Records provided:
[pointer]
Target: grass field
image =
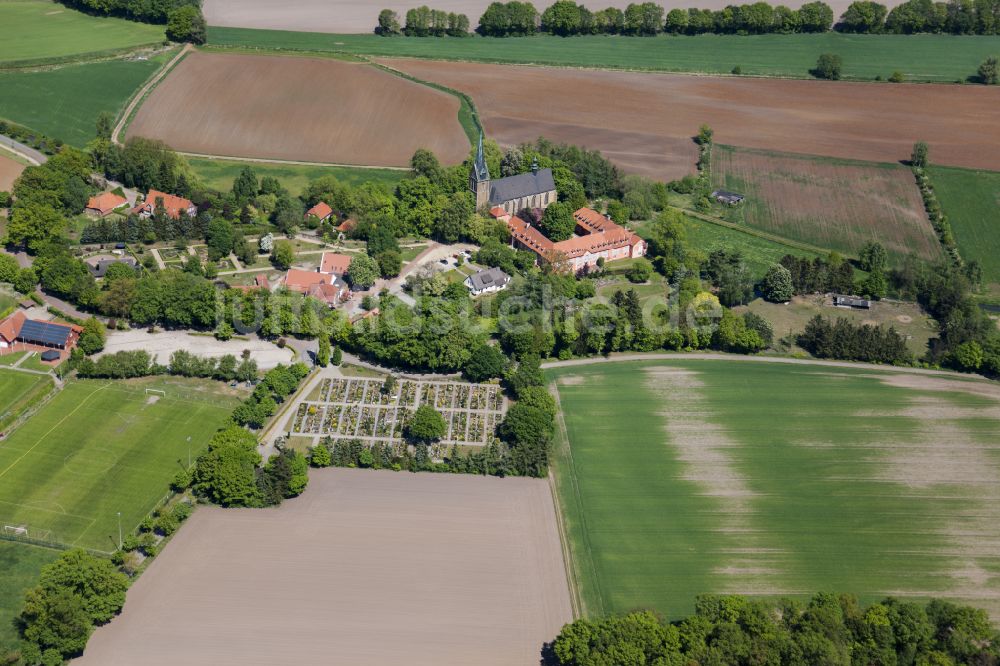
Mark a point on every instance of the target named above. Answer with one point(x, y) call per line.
point(834, 203)
point(689, 477)
point(20, 564)
point(64, 102)
point(45, 32)
point(920, 57)
point(99, 448)
point(17, 391)
point(971, 200)
point(220, 174)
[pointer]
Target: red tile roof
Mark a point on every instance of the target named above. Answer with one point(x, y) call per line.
point(173, 205)
point(320, 210)
point(334, 263)
point(106, 202)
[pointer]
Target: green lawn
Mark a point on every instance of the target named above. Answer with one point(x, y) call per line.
point(920, 57)
point(690, 477)
point(971, 200)
point(99, 448)
point(20, 564)
point(18, 390)
point(220, 174)
point(46, 32)
point(64, 102)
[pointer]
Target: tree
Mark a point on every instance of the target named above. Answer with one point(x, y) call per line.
point(388, 23)
point(989, 71)
point(777, 284)
point(92, 337)
point(283, 255)
point(362, 272)
point(828, 66)
point(426, 425)
point(186, 24)
point(486, 362)
point(557, 221)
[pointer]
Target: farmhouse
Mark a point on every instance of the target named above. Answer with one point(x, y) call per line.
point(536, 189)
point(597, 237)
point(487, 282)
point(321, 211)
point(172, 205)
point(329, 289)
point(105, 204)
point(728, 198)
point(18, 333)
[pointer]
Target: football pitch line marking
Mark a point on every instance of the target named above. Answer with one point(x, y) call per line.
point(49, 431)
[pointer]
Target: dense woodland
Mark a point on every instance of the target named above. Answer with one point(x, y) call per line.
point(829, 630)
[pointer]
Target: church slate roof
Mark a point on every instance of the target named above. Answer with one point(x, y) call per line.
point(521, 185)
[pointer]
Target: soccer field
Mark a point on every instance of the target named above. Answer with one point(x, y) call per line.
point(693, 477)
point(99, 448)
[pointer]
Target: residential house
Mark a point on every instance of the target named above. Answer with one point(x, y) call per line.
point(105, 204)
point(172, 205)
point(487, 282)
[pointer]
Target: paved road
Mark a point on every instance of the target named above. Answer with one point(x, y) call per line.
point(702, 356)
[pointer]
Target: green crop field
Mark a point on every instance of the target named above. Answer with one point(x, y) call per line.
point(64, 102)
point(920, 57)
point(17, 391)
point(722, 476)
point(103, 447)
point(220, 174)
point(971, 200)
point(47, 32)
point(20, 564)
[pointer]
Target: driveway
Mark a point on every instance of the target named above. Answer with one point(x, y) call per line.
point(162, 345)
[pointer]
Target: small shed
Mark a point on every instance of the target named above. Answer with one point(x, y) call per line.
point(852, 302)
point(728, 198)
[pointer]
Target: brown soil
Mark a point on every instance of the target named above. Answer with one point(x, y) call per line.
point(299, 109)
point(365, 568)
point(645, 122)
point(356, 16)
point(9, 171)
point(840, 205)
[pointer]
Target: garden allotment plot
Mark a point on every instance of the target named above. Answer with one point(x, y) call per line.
point(693, 477)
point(98, 448)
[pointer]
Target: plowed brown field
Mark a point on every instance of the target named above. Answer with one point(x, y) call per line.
point(644, 121)
point(366, 568)
point(305, 109)
point(9, 171)
point(839, 204)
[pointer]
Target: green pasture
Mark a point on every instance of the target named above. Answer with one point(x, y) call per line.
point(690, 477)
point(99, 448)
point(64, 102)
point(971, 200)
point(20, 564)
point(220, 174)
point(919, 57)
point(18, 390)
point(40, 32)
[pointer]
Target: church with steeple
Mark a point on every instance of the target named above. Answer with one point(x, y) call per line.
point(535, 189)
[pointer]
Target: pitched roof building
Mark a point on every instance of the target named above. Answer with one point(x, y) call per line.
point(172, 205)
point(597, 237)
point(535, 189)
point(105, 203)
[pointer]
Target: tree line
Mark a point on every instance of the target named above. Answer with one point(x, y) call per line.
point(831, 629)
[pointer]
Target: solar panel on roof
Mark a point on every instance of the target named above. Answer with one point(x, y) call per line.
point(44, 333)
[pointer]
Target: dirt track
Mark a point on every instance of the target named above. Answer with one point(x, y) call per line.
point(353, 16)
point(316, 110)
point(645, 122)
point(9, 171)
point(365, 568)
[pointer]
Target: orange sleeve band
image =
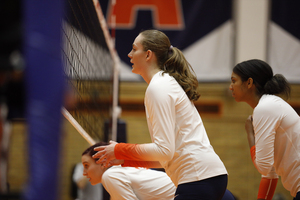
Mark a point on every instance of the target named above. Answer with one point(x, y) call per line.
point(267, 188)
point(126, 151)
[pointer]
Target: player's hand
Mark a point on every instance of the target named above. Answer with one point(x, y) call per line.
point(105, 154)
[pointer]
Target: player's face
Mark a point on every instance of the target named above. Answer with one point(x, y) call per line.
point(238, 88)
point(91, 169)
point(138, 56)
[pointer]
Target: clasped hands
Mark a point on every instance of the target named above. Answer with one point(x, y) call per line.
point(106, 155)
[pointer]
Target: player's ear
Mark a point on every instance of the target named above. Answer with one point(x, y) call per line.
point(250, 82)
point(149, 54)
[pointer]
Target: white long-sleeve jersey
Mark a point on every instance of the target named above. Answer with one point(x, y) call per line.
point(277, 141)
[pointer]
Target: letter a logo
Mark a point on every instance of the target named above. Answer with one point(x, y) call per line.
point(166, 14)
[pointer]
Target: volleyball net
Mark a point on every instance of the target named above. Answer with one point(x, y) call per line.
point(91, 69)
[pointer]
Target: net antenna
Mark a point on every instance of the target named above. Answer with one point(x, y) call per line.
point(92, 68)
point(111, 46)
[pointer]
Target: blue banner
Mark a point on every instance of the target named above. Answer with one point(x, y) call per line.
point(202, 29)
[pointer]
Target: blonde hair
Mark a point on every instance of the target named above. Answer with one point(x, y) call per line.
point(172, 61)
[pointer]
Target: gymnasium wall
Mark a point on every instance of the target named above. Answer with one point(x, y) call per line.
point(223, 119)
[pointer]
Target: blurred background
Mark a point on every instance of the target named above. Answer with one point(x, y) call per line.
point(106, 99)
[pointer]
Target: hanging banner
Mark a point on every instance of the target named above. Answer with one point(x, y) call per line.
point(284, 39)
point(202, 29)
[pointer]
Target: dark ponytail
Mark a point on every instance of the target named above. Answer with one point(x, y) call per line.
point(262, 75)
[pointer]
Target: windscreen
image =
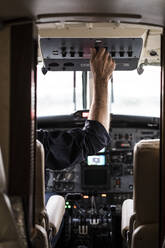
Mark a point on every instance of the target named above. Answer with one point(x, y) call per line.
point(131, 93)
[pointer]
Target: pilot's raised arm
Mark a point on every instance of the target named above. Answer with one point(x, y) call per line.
point(66, 148)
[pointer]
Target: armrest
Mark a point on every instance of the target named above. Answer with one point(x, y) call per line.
point(146, 236)
point(55, 209)
point(127, 213)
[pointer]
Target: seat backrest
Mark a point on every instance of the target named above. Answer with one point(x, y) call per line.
point(9, 236)
point(40, 185)
point(146, 182)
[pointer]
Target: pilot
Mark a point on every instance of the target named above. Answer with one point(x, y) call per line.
point(67, 148)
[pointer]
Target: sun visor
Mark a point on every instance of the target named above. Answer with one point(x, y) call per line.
point(73, 54)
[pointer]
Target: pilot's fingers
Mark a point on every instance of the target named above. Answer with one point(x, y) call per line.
point(93, 53)
point(100, 53)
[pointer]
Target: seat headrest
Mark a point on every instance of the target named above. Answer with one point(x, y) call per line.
point(2, 175)
point(146, 181)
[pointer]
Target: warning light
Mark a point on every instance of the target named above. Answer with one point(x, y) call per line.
point(103, 195)
point(85, 114)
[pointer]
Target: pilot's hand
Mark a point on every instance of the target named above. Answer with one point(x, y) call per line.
point(102, 64)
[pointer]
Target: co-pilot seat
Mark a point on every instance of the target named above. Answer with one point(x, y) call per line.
point(140, 215)
point(9, 234)
point(47, 219)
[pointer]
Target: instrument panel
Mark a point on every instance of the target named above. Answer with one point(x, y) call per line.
point(111, 170)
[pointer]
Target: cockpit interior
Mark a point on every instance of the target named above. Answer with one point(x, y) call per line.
point(112, 199)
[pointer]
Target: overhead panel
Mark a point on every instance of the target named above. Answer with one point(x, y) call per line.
point(73, 54)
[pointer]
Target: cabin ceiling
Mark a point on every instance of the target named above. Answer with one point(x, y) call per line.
point(141, 11)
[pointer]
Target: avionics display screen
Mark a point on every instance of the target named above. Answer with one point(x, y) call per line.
point(96, 160)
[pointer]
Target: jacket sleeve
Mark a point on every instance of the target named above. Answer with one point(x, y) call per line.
point(67, 148)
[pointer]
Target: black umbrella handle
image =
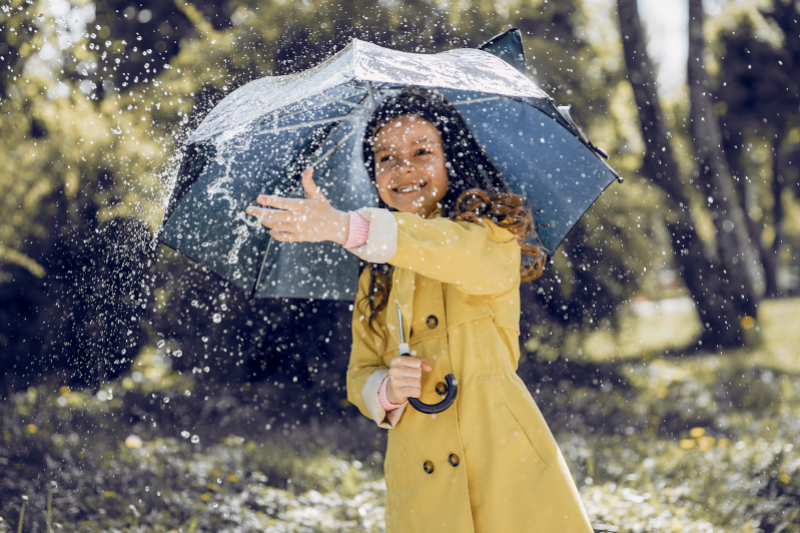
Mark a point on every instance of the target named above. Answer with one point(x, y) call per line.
point(432, 409)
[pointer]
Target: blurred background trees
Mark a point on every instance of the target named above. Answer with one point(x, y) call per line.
point(98, 96)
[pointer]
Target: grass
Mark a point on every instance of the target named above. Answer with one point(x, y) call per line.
point(701, 443)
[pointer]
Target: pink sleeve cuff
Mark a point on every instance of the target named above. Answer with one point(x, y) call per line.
point(359, 231)
point(384, 399)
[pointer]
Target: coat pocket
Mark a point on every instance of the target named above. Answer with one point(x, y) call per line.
point(519, 434)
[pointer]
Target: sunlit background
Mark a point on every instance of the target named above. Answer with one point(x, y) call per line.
point(142, 393)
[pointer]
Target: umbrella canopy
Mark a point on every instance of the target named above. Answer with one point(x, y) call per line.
point(261, 136)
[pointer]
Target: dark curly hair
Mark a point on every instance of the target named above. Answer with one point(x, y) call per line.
point(476, 189)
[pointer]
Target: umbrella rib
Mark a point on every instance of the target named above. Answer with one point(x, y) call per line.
point(338, 101)
point(371, 95)
point(338, 144)
point(316, 123)
point(477, 100)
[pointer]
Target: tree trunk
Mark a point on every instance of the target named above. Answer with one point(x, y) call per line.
point(701, 273)
point(778, 184)
point(736, 252)
point(748, 201)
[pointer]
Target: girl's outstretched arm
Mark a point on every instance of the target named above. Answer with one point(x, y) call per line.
point(310, 219)
point(476, 258)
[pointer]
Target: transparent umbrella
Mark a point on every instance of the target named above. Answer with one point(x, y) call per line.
point(260, 137)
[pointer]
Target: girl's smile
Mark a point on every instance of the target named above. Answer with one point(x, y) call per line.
point(410, 168)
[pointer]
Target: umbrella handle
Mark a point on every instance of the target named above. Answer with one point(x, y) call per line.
point(432, 409)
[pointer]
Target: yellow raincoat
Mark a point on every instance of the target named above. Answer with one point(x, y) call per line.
point(489, 463)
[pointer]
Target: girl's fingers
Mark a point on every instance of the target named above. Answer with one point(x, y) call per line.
point(312, 191)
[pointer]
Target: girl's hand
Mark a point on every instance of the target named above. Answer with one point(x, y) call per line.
point(299, 220)
point(405, 378)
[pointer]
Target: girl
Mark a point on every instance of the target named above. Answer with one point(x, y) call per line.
point(446, 245)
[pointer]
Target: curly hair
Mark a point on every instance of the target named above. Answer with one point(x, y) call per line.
point(476, 190)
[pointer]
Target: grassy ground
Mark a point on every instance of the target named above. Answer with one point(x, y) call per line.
point(701, 443)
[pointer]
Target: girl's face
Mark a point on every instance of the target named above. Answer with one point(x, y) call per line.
point(410, 168)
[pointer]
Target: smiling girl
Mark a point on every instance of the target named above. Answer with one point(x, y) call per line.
point(446, 245)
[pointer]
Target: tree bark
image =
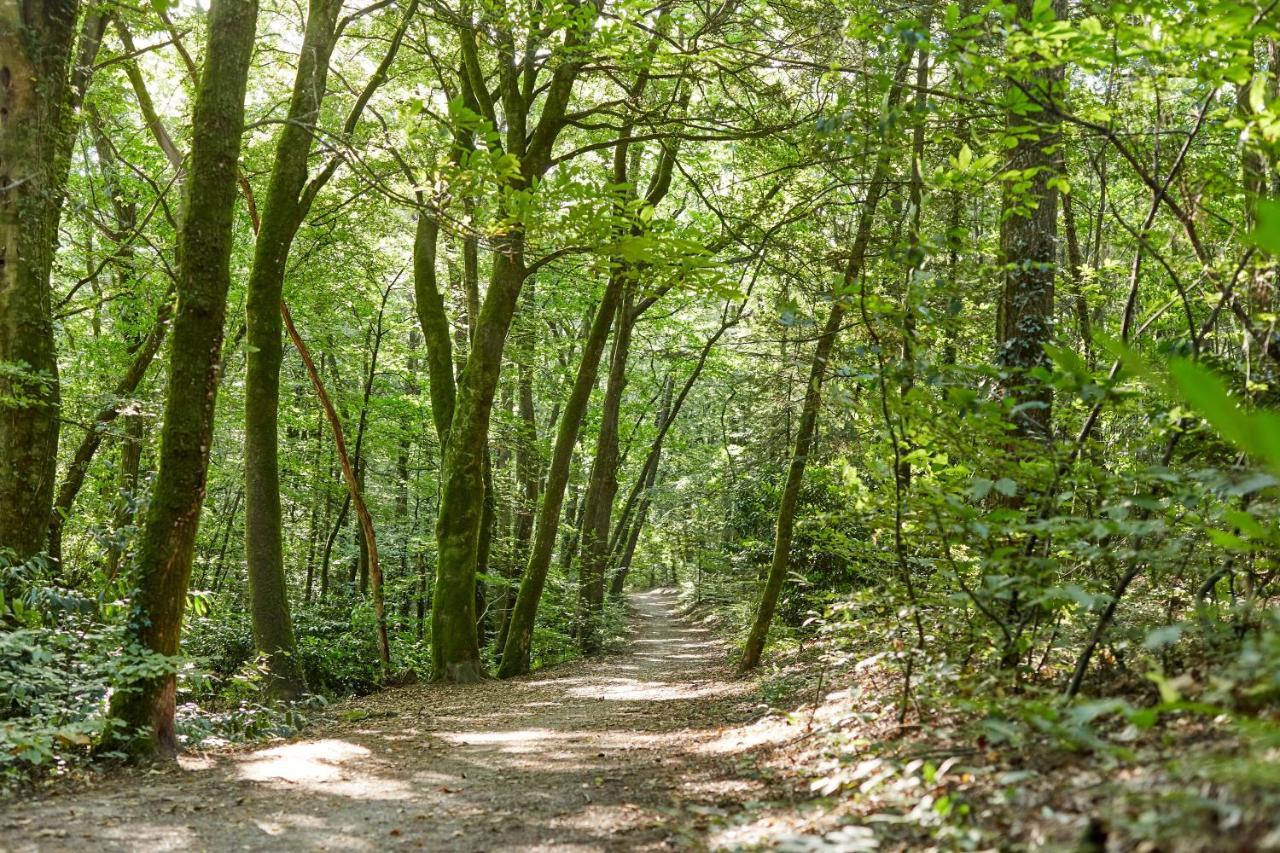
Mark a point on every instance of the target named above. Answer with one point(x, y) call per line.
point(37, 101)
point(520, 634)
point(1028, 246)
point(282, 217)
point(603, 484)
point(807, 428)
point(204, 277)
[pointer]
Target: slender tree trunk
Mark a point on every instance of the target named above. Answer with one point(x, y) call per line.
point(204, 277)
point(517, 648)
point(603, 484)
point(353, 492)
point(808, 424)
point(1028, 246)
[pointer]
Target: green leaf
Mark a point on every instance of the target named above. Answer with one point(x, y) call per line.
point(1266, 232)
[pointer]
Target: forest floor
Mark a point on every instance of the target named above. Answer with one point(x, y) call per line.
point(662, 747)
point(634, 751)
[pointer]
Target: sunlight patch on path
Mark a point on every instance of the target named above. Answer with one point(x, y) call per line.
point(327, 766)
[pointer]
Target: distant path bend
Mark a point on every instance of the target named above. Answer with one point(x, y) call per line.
point(612, 753)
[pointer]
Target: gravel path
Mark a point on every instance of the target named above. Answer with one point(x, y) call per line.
point(616, 753)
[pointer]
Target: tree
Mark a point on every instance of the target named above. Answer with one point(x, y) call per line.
point(204, 276)
point(39, 95)
point(282, 215)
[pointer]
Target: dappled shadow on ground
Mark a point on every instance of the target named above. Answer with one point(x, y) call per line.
point(602, 755)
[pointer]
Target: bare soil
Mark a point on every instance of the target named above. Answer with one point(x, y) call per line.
point(631, 752)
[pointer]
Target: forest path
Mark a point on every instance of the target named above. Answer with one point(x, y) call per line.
point(618, 753)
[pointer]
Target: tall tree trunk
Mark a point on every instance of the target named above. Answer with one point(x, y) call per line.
point(520, 634)
point(37, 100)
point(455, 652)
point(808, 424)
point(603, 484)
point(204, 277)
point(283, 211)
point(1028, 247)
point(627, 533)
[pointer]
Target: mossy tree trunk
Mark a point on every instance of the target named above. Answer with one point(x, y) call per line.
point(36, 129)
point(517, 648)
point(204, 277)
point(785, 527)
point(283, 211)
point(603, 486)
point(455, 649)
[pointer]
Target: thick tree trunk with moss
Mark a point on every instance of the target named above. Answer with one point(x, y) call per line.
point(520, 633)
point(282, 217)
point(603, 486)
point(455, 651)
point(204, 276)
point(36, 39)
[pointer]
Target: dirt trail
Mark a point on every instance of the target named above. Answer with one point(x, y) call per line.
point(624, 752)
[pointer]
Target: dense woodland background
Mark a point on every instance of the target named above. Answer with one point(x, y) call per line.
point(406, 337)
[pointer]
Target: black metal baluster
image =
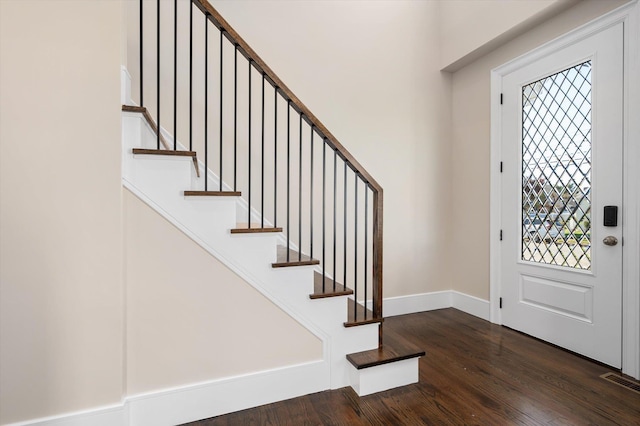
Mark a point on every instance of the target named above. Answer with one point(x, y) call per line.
point(262, 164)
point(335, 199)
point(344, 227)
point(235, 118)
point(190, 77)
point(366, 242)
point(141, 53)
point(249, 140)
point(206, 101)
point(311, 193)
point(355, 235)
point(158, 73)
point(288, 169)
point(300, 188)
point(221, 105)
point(324, 197)
point(275, 157)
point(175, 74)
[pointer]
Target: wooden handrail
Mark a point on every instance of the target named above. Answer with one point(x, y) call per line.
point(216, 19)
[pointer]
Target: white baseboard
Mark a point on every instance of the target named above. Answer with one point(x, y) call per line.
point(436, 300)
point(105, 416)
point(201, 401)
point(411, 304)
point(471, 305)
point(190, 403)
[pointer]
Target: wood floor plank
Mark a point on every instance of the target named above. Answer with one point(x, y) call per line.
point(474, 373)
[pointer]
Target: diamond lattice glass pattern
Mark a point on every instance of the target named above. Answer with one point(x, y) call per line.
point(556, 169)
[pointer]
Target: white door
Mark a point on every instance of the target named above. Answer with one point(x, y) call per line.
point(561, 268)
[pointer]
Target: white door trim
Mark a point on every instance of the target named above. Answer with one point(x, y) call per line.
point(629, 14)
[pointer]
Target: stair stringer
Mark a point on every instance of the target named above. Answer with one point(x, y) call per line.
point(159, 181)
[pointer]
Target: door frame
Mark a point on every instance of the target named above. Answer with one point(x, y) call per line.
point(629, 15)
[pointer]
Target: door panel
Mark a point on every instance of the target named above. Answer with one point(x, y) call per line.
point(562, 155)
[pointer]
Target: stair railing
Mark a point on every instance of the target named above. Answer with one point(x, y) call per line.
point(330, 206)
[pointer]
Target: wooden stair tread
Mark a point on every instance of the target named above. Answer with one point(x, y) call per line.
point(394, 348)
point(147, 116)
point(212, 193)
point(253, 228)
point(359, 315)
point(281, 260)
point(143, 151)
point(328, 291)
point(154, 129)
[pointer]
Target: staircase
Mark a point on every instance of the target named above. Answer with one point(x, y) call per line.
point(251, 175)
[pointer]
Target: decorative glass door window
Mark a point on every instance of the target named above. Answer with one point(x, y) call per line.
point(556, 169)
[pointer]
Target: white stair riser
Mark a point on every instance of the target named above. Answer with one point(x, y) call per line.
point(383, 377)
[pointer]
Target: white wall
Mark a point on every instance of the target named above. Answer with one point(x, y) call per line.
point(190, 319)
point(61, 306)
point(471, 28)
point(471, 144)
point(64, 288)
point(370, 72)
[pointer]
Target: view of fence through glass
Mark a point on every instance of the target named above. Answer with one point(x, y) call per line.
point(556, 169)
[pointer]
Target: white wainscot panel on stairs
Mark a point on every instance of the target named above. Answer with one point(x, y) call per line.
point(160, 182)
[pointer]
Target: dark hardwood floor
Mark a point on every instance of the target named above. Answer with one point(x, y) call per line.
point(474, 373)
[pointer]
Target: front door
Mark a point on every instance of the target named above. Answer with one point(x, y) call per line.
point(561, 200)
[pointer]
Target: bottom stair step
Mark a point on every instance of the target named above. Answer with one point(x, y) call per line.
point(394, 364)
point(394, 348)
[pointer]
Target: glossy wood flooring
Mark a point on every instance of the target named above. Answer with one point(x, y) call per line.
point(474, 373)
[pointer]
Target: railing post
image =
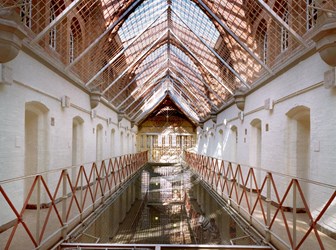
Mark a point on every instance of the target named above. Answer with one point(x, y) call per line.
point(64, 205)
point(38, 208)
point(251, 192)
point(268, 211)
point(294, 213)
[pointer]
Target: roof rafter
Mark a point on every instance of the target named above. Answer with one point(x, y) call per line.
point(204, 66)
point(137, 76)
point(190, 82)
point(140, 86)
point(213, 51)
point(146, 99)
point(56, 21)
point(186, 103)
point(282, 22)
point(234, 36)
point(202, 80)
point(143, 54)
point(140, 95)
point(196, 98)
point(124, 49)
point(110, 27)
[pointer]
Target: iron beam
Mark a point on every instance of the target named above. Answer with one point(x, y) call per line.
point(234, 36)
point(213, 51)
point(96, 41)
point(56, 21)
point(123, 50)
point(198, 60)
point(134, 62)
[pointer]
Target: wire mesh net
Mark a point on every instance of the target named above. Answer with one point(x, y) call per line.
point(218, 46)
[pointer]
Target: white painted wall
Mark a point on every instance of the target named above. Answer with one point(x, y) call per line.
point(35, 82)
point(291, 89)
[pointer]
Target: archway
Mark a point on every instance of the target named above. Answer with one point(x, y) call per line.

What is being asked: Pick out every line in the items above that contains the string "handle", and copy each one in full.

Correct answer:
Target: black umbrella handle
Target: umbrella handle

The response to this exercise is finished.